### WHAT IS NEEDED
Copy the rows below word for word, from the first line of the rows up to and including the line that contains "positive clicks: (377, 442) (388, 444)".
(DATA SHOWN Opens)
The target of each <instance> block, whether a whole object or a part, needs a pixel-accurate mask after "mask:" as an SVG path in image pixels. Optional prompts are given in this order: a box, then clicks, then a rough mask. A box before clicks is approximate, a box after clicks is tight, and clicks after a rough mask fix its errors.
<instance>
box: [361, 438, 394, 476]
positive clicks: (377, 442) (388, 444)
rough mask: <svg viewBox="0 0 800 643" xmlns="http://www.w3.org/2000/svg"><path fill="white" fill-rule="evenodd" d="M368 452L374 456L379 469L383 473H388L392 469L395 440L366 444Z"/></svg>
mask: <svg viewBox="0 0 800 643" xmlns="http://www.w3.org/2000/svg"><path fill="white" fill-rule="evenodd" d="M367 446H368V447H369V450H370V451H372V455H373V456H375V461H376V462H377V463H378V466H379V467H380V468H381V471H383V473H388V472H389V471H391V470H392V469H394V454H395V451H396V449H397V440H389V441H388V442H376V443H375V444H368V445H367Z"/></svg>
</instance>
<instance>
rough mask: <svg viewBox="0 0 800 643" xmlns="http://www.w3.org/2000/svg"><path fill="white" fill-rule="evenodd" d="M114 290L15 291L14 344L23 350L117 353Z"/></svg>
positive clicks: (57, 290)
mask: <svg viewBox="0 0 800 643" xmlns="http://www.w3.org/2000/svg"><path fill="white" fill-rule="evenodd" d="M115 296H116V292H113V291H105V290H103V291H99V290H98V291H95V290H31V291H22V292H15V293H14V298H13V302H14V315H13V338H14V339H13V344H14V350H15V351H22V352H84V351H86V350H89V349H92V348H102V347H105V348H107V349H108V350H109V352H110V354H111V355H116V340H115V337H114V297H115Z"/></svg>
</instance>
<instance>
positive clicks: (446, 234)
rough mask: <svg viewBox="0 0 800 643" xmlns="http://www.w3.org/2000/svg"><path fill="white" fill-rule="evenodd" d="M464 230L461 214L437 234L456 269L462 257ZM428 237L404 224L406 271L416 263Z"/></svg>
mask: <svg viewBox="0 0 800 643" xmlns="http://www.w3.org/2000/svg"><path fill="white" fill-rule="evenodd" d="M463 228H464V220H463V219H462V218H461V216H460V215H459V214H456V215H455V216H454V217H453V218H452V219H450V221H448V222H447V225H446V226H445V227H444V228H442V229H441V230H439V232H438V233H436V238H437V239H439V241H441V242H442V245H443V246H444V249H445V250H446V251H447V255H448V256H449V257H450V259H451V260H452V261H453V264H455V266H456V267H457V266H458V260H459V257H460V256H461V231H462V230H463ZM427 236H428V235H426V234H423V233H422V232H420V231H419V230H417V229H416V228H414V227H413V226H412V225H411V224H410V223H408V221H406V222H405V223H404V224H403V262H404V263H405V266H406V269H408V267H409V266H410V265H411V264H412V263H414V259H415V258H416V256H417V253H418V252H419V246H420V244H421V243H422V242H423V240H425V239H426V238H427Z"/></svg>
(DATA SHOWN Closes)
### RESPONSE FOR THIS EXERCISE
The target of each <instance> block, whether a whole object or a part, needs a pixel-accurate mask after "mask:" as an SVG path in image pixels. Optional prompts are given in this order: a box, then clicks, then a rough mask. A box before clicks is approximate, a box after clicks is tight, and clicks after a rough mask fix its errors.
<instance>
box: [361, 438, 394, 476]
positive clicks: (377, 442) (388, 444)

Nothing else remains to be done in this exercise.